▸ **Selected extract**
--- START ---

Kenya Yetu profiles the people we take for granted – those doing ordinary jobs that make a difference to others. In the first of our series Carole Keingati talks to midwife and nurse Sarah Wakibi
Calming nerves, cleaning spills, making beds… It might not sound like a dream job, but for Sarah Wakibi, who has been caring for patients over the last 12 years, it is nothing less than a passion.
“If you’re just looking for a job, any job, don’t go for nursing. It’s a calling,” she says. “You need attributes such as patience, strength and tenderness because you are regularly faced with panic and crisis.”
A nurse and midwife at Sims Women’s Clinic and at the Mother and Child Hospital, Sarah is up at 5.30am to get her four-year-old son Trevis ready for school and to make it to work by nine. She remains on her feet for most of the day. “I snack a lot, especially on fruit,” she tells me, as her day can end as late as 8 or 10pm depending on the situation at work.
Where does one get the patience? “Your heart,” she tells me, without a beat. “And you have to be in control of your emotions. Never show a patient that you are scared or frightened of their condition even though maybe you are.”
Sarah recalls how back at the Thika Medical Training Centre she’d get really uncomfortable and frightened by the sicker patients, especially at the burns unit. She feels stronger now and better at controlling her feelings, but it is still not easy.

--- END ---

▸ **Work instruction 1**
In the profile of Sarah Wakibi, which attributes does she say a nurse needs?
▸ **Work instruction 2**
Extend the profile of Sarah Wakibi past its final paragraph with a few more paragraphs.
The listing that comes after this profile has no connection to it.

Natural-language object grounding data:
--- START ---

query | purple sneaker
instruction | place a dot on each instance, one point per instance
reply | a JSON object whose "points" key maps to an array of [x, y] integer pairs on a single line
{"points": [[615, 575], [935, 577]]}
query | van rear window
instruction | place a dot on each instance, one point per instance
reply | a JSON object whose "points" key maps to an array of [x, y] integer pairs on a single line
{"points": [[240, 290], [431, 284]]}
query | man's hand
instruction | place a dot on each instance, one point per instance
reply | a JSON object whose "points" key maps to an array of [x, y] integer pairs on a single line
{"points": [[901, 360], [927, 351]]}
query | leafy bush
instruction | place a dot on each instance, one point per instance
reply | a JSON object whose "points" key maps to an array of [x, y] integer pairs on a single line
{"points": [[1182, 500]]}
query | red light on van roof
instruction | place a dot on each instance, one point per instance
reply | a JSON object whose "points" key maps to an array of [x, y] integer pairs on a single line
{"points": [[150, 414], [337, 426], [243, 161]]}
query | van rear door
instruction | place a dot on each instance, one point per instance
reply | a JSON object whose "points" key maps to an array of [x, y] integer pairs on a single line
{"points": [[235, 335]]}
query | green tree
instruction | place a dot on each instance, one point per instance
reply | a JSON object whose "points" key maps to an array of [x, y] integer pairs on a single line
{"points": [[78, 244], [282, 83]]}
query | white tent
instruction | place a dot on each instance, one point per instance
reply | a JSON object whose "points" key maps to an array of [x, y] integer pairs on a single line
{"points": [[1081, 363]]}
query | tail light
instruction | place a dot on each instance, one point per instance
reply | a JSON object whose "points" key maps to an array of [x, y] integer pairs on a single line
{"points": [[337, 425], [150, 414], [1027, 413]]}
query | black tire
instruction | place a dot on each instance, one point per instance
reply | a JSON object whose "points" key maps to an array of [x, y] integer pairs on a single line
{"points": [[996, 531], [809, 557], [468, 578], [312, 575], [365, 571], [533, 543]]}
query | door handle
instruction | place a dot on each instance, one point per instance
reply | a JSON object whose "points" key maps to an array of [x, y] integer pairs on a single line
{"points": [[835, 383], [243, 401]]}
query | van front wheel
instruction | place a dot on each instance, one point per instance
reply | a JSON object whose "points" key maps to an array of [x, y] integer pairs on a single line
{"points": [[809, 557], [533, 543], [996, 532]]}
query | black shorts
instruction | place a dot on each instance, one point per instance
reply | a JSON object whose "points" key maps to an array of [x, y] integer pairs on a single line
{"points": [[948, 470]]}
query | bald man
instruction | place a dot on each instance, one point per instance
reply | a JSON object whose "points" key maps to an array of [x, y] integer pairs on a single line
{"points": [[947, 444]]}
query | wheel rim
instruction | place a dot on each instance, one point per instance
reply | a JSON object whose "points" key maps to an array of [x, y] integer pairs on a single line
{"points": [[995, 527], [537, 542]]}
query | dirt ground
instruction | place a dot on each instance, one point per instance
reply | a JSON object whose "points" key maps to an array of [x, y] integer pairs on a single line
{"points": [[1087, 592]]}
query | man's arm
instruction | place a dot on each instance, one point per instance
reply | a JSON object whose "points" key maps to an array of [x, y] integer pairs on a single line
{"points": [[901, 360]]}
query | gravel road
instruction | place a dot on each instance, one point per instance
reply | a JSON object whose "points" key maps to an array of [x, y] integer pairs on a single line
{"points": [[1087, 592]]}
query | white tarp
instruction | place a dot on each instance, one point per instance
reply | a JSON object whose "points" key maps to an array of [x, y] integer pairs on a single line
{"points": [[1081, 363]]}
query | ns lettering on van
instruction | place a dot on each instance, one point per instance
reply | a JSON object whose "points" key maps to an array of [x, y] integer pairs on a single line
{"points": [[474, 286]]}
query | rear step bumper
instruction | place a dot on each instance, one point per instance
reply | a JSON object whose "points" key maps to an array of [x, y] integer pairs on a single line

--- END ---

▸ **Expected answer 1**
Patience, strength and tenderness.

▸ **Expected answer 2**
“I find it challenging with terminal patients, watching their emotions change from shock, anger and fear to eventually accepting death.” Nurses offer counselling as part of their daily work and Sarah finds that faith is important. “You have to believe there is a reason for everything. Assure them that they are not alone, that it’s not a mistake, that God knows about it.”
Other than the terminally ill, the only loss in life she has encountered has been a baby dying due to fetal distress during delivery. “That was hard,” she admits. “But the joy of seeing a child you delivered grown and happy and calling you ‘Auntie’ is such a reward”.
Does she consider herself a hero? “Yes,” she says. She tells me that even as kids freeze up when they see her, fearing that they will be dungwad (injected), her own son included, a nurse’s role in society is crucial.
“When a patient returns to say thank you, I remember how far they have come, and the difference our care has made.”